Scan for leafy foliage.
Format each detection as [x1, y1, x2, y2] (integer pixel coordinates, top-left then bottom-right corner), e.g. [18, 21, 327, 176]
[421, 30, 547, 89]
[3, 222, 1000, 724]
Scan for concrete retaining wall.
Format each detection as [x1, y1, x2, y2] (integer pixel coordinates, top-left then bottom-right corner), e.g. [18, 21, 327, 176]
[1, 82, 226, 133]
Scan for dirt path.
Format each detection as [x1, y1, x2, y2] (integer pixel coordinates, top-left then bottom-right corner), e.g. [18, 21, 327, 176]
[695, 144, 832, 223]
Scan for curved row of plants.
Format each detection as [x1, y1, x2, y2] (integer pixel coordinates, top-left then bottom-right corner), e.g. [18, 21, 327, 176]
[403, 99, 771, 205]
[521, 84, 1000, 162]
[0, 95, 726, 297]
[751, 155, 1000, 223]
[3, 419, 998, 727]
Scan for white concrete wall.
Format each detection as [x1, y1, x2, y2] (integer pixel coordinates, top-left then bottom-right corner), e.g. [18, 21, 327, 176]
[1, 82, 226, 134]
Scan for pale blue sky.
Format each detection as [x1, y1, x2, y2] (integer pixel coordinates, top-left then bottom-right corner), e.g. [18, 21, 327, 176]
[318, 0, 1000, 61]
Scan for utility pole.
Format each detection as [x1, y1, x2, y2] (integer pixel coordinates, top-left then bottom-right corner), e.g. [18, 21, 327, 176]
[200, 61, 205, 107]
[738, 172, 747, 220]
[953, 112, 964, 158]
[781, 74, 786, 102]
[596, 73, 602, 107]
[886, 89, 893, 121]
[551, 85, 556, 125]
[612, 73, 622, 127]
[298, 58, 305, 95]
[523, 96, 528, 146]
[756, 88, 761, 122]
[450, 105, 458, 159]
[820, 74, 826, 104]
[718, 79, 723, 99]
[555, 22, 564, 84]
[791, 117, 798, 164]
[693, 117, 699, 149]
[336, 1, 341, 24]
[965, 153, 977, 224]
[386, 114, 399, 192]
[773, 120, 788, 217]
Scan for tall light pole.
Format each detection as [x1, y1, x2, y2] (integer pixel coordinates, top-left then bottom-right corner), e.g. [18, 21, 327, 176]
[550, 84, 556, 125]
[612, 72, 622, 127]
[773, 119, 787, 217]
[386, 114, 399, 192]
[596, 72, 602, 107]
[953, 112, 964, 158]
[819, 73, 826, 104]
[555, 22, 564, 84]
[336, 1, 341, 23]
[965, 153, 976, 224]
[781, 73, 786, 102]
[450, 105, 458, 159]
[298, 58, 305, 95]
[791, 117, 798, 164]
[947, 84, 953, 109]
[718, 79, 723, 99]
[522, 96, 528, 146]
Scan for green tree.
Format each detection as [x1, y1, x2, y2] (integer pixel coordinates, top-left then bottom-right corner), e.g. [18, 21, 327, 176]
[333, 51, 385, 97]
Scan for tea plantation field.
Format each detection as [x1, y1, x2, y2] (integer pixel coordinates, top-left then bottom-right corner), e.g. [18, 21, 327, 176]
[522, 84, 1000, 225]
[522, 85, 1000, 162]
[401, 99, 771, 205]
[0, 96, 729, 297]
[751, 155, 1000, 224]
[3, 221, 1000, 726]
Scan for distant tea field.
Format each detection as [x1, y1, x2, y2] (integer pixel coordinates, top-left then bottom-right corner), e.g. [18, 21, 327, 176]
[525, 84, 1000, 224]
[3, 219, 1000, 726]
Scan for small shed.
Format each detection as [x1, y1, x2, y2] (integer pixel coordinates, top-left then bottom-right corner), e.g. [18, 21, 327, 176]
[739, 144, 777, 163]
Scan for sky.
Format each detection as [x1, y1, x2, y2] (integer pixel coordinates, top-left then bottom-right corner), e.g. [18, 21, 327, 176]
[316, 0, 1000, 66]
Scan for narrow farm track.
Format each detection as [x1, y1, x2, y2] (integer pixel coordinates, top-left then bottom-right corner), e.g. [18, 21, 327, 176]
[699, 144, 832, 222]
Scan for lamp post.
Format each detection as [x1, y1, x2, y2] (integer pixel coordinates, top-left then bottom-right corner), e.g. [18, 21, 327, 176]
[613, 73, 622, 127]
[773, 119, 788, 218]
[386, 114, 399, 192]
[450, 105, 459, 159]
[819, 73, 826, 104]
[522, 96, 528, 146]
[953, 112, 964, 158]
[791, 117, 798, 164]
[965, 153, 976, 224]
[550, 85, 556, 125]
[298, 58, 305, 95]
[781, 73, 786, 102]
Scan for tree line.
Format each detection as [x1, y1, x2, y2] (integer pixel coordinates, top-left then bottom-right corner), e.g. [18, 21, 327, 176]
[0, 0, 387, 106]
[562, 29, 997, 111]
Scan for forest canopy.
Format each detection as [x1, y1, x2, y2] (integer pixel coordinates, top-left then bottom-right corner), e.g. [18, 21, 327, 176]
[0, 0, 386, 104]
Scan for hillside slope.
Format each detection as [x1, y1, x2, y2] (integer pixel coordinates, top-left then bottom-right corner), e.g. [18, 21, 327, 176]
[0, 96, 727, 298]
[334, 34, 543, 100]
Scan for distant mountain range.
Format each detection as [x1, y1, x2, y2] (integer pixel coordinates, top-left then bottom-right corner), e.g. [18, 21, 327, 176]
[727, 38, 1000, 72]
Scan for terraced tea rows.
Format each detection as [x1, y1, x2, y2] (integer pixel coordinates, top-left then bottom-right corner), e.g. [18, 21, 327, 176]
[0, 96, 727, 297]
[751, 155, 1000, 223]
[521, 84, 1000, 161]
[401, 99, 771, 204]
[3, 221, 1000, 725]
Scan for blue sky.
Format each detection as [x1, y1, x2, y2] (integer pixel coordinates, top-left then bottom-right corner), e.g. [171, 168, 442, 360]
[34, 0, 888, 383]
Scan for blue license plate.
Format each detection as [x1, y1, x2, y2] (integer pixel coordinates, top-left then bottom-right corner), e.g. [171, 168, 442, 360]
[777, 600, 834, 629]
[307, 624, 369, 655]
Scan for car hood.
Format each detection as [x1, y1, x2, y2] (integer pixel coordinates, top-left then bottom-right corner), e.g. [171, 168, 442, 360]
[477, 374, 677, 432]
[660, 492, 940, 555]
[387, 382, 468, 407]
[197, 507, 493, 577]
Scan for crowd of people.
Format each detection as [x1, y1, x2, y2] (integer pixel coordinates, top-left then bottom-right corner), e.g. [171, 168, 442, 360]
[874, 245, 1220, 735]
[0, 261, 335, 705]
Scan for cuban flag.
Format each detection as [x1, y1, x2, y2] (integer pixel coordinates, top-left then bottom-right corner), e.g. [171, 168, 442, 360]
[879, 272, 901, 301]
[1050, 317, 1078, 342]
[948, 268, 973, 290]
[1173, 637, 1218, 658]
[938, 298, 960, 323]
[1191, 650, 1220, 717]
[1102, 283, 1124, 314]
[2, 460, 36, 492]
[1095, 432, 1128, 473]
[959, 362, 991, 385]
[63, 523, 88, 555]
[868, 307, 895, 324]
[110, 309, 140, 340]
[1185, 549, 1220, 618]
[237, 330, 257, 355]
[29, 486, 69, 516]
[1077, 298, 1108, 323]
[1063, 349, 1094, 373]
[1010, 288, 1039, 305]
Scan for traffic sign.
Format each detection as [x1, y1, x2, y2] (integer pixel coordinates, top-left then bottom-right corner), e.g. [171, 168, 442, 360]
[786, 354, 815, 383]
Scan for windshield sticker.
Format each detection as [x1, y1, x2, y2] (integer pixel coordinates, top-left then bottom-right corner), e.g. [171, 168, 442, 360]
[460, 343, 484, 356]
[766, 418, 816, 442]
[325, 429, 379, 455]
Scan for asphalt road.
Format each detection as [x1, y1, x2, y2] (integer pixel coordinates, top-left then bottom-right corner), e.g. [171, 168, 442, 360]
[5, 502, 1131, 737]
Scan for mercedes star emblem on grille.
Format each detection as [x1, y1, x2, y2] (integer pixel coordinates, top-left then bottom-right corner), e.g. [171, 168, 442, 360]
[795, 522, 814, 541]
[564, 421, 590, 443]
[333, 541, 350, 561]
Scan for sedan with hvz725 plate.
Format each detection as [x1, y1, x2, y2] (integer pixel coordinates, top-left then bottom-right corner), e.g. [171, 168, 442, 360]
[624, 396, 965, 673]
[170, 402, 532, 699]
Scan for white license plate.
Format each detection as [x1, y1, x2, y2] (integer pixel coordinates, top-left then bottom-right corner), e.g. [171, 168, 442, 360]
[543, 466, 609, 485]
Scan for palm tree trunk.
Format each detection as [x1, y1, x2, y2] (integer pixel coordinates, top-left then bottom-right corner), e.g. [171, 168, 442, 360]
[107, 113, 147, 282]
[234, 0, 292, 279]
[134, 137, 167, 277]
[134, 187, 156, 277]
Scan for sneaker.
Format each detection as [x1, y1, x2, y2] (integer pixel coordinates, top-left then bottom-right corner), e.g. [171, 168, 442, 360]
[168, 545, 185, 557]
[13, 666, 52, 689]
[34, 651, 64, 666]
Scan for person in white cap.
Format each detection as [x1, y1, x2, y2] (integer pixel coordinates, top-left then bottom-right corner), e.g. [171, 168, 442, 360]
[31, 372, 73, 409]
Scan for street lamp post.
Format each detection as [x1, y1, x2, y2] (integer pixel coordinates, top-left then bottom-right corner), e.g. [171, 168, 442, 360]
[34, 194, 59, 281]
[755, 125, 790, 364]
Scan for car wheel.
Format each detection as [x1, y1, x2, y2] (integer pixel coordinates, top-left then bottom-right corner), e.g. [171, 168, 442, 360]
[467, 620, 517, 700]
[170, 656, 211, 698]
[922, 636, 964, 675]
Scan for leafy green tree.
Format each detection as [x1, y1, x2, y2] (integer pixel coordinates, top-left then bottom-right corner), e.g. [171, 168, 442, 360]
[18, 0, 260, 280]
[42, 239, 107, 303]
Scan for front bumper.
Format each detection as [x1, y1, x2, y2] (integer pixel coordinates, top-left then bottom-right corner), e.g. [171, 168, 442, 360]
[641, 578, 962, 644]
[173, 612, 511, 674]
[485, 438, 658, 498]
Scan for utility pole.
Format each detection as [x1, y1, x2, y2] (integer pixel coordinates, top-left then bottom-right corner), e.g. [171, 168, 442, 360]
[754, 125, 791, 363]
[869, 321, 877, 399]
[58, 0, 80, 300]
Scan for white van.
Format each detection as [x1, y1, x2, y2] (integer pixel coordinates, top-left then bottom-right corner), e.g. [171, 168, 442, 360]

-=-=-

Sift the material for lines with the string "blue". Copy each one found.

> _Output of the task_:
Scan for pale blue sky.
Scan for blue sky.
Scan for blue license plate.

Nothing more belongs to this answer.